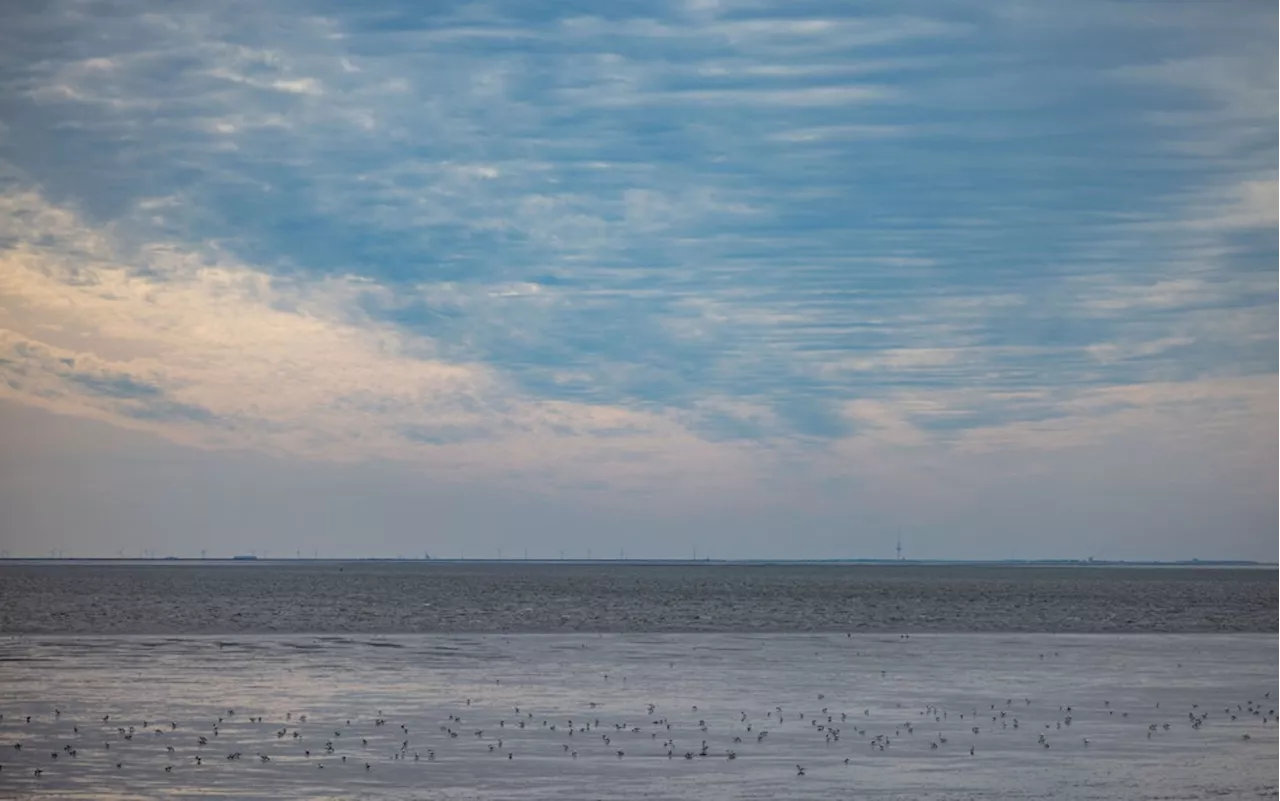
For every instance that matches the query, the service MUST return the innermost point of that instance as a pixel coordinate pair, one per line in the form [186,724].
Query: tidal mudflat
[408,681]
[641,717]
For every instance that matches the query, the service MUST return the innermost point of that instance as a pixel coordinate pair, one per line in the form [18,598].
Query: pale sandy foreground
[900,717]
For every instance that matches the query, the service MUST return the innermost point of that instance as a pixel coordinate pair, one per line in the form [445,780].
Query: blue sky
[782,278]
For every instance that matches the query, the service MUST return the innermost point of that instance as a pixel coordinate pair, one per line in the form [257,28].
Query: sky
[748,279]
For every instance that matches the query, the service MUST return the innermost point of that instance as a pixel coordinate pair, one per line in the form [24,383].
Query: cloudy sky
[764,279]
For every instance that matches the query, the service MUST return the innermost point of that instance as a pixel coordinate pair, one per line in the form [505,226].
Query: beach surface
[864,715]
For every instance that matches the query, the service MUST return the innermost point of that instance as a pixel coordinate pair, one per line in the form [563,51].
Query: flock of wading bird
[56,742]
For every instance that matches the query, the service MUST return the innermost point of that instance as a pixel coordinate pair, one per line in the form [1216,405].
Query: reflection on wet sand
[677,715]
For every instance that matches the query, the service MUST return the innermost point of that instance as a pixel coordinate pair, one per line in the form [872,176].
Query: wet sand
[414,596]
[865,715]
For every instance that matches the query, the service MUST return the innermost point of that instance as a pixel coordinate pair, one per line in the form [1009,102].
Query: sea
[613,681]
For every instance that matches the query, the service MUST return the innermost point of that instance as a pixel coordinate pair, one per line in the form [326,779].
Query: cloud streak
[663,248]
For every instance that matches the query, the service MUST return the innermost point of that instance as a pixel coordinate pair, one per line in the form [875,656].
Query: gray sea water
[530,682]
[415,596]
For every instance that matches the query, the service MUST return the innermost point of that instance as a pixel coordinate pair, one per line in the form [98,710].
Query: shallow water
[402,598]
[1116,686]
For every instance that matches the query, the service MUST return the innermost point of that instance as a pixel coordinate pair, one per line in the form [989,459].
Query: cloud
[704,246]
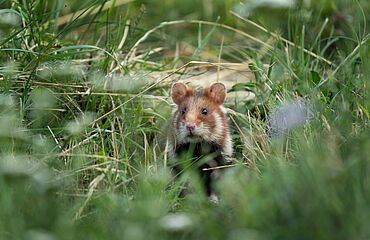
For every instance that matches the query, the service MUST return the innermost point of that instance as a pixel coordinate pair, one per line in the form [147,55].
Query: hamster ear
[217,93]
[179,91]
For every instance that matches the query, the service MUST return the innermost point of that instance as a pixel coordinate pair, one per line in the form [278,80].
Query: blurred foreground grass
[84,100]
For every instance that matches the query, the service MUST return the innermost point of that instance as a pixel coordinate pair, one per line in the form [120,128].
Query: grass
[84,103]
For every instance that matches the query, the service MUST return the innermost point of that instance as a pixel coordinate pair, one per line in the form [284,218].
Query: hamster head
[199,116]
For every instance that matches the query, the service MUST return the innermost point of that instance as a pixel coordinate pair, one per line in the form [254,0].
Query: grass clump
[84,101]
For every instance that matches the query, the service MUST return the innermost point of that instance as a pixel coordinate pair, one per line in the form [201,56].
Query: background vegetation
[84,98]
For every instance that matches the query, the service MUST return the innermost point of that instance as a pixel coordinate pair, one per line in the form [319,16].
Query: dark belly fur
[197,153]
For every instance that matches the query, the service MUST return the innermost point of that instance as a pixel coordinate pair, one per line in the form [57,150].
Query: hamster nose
[190,126]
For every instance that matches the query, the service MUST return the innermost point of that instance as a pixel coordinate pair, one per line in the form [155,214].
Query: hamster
[199,127]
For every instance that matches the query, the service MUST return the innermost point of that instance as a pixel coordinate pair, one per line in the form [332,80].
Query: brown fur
[210,128]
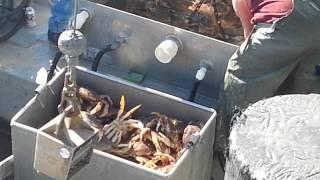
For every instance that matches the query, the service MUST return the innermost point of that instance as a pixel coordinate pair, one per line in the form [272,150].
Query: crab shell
[188,132]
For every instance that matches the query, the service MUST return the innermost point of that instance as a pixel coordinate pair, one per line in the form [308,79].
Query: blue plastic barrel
[61,14]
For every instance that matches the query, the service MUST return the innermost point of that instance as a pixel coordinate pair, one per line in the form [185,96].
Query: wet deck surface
[5,139]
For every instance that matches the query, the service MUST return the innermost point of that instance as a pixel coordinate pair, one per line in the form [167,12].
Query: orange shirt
[251,12]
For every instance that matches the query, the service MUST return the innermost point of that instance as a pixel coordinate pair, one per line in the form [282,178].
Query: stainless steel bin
[196,163]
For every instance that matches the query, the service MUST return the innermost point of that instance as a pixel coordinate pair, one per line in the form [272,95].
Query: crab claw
[113,132]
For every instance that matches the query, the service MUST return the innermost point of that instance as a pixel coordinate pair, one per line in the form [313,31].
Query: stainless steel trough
[196,163]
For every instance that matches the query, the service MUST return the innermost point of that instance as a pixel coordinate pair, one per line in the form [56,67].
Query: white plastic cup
[166,51]
[82,17]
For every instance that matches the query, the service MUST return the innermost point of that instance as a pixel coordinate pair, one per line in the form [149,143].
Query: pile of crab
[155,141]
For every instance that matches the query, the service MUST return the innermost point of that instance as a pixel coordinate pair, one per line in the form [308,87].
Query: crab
[188,132]
[120,126]
[97,105]
[170,127]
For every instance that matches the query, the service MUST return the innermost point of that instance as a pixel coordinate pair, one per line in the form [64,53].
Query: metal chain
[76,9]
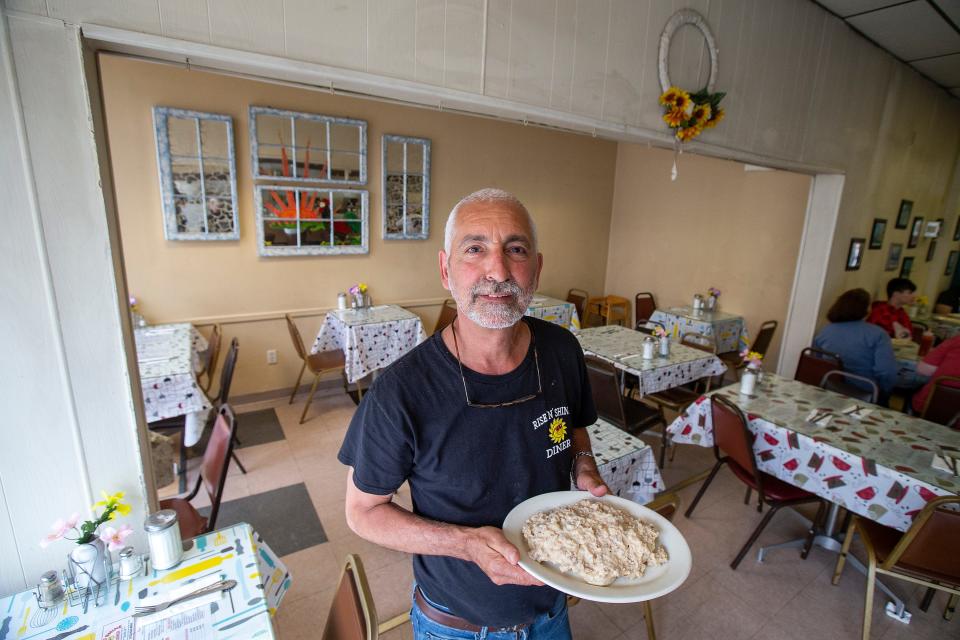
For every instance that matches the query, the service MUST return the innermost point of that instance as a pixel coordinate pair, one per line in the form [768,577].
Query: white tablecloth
[371,338]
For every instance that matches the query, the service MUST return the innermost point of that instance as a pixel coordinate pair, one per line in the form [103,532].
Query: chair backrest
[578,297]
[850,384]
[943,401]
[295,337]
[226,374]
[353,615]
[732,437]
[929,545]
[216,459]
[448,313]
[816,363]
[645,306]
[606,390]
[764,337]
[699,341]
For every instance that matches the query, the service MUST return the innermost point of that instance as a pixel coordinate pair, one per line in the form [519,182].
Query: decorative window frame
[299,115]
[312,250]
[425,208]
[165,164]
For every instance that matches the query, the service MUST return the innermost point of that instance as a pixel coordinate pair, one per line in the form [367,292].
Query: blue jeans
[553,625]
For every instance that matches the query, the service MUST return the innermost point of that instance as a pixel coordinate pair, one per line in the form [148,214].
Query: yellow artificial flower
[700,115]
[674,117]
[717,117]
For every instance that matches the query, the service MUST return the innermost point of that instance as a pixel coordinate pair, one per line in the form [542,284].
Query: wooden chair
[579,298]
[943,402]
[733,447]
[644,305]
[448,313]
[318,363]
[677,399]
[816,363]
[213,477]
[209,359]
[850,384]
[631,415]
[924,555]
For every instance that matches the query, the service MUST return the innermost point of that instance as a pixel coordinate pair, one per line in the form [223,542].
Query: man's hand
[496,557]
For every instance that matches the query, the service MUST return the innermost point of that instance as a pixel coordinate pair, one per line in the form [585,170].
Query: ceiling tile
[844,8]
[944,71]
[909,31]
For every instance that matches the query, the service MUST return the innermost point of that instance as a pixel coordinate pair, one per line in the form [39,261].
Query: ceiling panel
[909,31]
[844,8]
[944,71]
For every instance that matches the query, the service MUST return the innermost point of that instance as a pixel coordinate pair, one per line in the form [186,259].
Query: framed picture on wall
[903,216]
[951,263]
[876,234]
[915,231]
[906,267]
[893,256]
[855,253]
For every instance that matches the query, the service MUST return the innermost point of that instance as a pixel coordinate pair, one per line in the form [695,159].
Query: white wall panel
[590,56]
[249,25]
[392,37]
[463,45]
[429,41]
[185,19]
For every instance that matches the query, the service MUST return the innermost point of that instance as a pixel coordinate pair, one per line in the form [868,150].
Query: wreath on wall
[688,114]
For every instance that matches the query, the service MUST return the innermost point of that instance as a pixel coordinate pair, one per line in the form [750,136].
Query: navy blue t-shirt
[470,466]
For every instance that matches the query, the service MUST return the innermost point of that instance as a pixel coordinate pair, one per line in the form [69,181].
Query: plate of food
[604,549]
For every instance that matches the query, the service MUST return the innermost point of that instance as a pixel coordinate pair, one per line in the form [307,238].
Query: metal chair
[732,439]
[644,305]
[924,555]
[816,363]
[943,402]
[628,414]
[318,363]
[448,313]
[213,477]
[850,384]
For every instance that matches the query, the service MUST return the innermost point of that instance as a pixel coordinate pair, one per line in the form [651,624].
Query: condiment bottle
[163,536]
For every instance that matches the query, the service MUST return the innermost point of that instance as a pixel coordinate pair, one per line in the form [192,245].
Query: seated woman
[865,348]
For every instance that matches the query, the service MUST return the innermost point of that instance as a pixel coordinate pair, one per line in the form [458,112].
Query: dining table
[623,348]
[167,357]
[727,329]
[371,338]
[245,611]
[559,312]
[875,462]
[626,463]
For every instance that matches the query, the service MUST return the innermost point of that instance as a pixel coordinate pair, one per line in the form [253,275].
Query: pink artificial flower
[115,537]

**WHAT YOU WILL DO**.
Word for word, restate the lines from the first line of the material through the line containing "the form [563,51].", with the pictures left out.

**THE ANSWER**.
For every instance that matches the query, the service MUST return the innermost point of that instance as a pixel coordinate pair, one per line in the form [186,724].
Query: tidal mudflat
[408,681]
[641,717]
For every instance that matches the query, the service MUST return the innermost point of that instance as a pixel coordinate pair, one per line in the form [18,598].
Query: pale sandy foreground
[900,717]
For every instance that matches the query, the service MUST return the innermost point of that instance as a pixel coordinate pair, one per line in the form [445,780].
Query: blue sky
[782,278]
For every instance that matches the query, the service MUST return the innermost point of that instance as a pixel coordinate pair, one per line in the form [257,28].
Query: sky
[748,279]
For every instance that matches the query, the service MUST return the innermost point of that instance as a pixel coordinate pair, one per line in the form [24,383].
Query: cloudy sky
[764,279]
For every instance that matches the query, the service MUST return the innermost point of that instance as a pixel coordinate pair, one per line in the form [505,226].
Query: beach surface
[864,715]
For every instance that matches the query, the service MUST return the innermost point of that instance as a pixel coordinate pair, one per line in the form [563,51].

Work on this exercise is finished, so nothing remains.